▶ [EXCERPT PROVIDED]
● ● ● ● ● ● ●

Twilight Princess was my first true Zelda disappointment, because it was not only as rigid as ever, but now it no longer seemed to be any fun. The palette was dismal, the character design uncreative, and the gameplay wrinkles just felt like less effective clones of things the series had already done. Skyward Sword rectified the graphical approach somewhat…at least in the sense that it let its characters be characters. But it also featured a control scheme that wanted to be immersive but instead reminded you with literally everything you did that you were just playing a video game. It also featured the most intrusive tutorial character yet…a spirit named Fi that literally never shut up, and would constantly feed you puzzle solutions whether you liked it or not.

The evolution of the Zelda series — and this is something that A Link Between Worlds has made clear to me — has gone something like this: adventure, then regimented advancement, then games that don’t trust you at all to play them.

I didn’t want that. And so I fell out of love with what was once the most exciting adventure a boy could have with a controller in his hands. That was okay, though. People grow up. We leave some things behind, and other things leave us behind.

But A Link Between Worlds won me back. Not just because it takes place in a world we’ve already seen, but because of what it does with that world. Just as the Dark World was a sucker-punch inflicted upon every child in the early 90s, A Link Between Worlds uses the comforting familiarity against us. It reaches back to the game that unintentionally introduced stodginess and rigidity to what was once an open and exciting formula…and it creates a new time-line. In this one, the adventure is still yours to have. In this one, your experience will be different from my experience, and those in turn will be different from the experiences of 198 other people making their way through the game. The series has never left us, but that’s something we haven’t seen in decades.

● ● ● ● ● ● ●

Collection entries:
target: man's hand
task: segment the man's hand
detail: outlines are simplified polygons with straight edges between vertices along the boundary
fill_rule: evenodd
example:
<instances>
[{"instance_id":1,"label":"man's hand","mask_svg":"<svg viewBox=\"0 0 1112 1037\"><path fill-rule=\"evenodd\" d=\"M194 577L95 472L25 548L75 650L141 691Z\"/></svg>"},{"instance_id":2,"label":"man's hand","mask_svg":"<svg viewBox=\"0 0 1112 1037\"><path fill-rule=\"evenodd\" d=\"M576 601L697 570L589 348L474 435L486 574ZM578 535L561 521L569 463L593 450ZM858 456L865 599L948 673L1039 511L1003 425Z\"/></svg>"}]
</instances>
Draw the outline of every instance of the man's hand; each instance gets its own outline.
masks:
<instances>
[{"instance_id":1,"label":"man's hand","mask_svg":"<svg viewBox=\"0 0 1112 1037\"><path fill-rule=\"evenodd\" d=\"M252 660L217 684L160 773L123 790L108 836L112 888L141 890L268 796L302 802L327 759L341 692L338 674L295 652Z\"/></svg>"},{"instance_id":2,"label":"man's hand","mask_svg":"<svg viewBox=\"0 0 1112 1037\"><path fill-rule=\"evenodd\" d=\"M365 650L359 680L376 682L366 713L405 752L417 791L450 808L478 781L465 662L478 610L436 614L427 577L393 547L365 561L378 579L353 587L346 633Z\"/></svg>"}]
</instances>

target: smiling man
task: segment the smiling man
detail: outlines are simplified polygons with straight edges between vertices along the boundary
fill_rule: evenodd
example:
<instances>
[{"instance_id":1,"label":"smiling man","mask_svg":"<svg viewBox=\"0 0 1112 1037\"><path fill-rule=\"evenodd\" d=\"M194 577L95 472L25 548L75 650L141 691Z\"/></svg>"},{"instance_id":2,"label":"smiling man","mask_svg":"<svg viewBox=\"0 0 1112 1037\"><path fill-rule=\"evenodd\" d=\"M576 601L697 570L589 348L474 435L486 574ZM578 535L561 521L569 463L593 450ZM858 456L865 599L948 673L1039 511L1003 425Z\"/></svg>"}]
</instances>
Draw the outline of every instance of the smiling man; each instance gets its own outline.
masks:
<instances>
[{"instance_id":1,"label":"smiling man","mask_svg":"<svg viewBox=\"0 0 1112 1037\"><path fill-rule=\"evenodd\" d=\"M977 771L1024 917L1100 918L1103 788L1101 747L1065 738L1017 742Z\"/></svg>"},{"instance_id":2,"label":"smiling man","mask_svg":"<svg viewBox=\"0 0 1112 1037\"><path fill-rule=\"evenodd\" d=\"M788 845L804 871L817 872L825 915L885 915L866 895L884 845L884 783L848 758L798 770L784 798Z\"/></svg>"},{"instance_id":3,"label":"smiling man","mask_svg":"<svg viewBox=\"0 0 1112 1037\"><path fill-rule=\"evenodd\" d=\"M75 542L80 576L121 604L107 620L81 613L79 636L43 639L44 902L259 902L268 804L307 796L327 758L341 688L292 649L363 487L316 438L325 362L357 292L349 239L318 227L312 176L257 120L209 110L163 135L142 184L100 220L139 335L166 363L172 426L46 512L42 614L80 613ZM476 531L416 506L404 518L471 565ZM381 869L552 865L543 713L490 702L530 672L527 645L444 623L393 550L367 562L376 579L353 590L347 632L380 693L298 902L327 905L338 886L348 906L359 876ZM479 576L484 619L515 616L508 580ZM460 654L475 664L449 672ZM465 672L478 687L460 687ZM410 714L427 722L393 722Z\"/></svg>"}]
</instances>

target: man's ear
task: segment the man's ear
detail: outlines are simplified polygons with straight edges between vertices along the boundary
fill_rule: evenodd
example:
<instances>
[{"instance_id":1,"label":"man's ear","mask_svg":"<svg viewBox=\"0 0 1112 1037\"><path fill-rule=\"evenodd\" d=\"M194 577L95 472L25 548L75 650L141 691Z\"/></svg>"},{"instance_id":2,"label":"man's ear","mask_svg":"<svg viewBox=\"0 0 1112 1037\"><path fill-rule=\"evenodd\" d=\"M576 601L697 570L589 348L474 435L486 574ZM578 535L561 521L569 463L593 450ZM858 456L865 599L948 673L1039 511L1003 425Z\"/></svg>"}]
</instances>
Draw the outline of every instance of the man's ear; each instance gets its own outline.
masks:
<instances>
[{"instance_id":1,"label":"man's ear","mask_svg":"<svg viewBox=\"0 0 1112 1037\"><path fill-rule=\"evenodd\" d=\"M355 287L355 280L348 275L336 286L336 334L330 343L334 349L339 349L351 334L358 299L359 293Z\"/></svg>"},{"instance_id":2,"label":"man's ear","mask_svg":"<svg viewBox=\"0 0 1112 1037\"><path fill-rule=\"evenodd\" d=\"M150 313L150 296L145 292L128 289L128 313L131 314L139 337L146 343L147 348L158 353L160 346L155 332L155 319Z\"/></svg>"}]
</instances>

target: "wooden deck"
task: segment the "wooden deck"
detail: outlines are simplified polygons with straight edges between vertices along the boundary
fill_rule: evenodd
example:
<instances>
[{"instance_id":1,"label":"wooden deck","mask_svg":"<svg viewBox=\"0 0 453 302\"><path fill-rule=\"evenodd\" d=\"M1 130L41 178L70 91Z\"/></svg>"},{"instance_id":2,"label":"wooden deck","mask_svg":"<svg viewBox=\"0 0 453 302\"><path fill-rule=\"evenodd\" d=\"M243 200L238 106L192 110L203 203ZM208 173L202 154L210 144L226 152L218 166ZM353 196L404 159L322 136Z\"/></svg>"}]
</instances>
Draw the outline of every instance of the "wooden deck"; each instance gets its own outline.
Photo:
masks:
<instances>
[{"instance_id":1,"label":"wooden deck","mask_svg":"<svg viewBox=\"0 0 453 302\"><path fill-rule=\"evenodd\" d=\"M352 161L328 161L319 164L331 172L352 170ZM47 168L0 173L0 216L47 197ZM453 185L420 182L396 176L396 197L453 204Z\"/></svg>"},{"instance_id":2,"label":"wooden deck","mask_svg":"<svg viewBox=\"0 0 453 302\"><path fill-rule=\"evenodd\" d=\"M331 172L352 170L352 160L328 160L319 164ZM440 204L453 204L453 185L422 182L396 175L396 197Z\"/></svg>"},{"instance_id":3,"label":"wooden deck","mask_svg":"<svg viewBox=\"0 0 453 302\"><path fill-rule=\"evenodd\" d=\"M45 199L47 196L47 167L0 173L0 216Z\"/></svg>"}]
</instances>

● ● ● ● ● ● ●

▶ [YOUR TASKS]
A. Repeat word for word the passage of the Zelda essay between "Twilight Princess was" and "liked it or not.", inclusive.
B. In the Zelda essay, what is the name of the tutorial character in Skyward Sword?

▶ [ANSWERS BY ITEM NUMBER]
A.
Twilight Princess was my first true Zelda disappointment, because it was not only as rigid as ever, but now it no longer seemed to be any fun. The palette was dismal, the character design uncreative, and the gameplay wrinkles just felt like less effective clones of things the series had already done. Skyward Sword rectified the graphical approach somewhat…at least in the sense that it let its characters be characters. But it also featured a control scheme that wanted to be immersive but instead reminded you with literally everything you did that you were just playing a video game. It also featured the most intrusive tutorial character yet…a spirit named Fi that literally never shut up, and would constantly feed you puzzle solutions whether you liked it or not.

B. Fi, a spirit.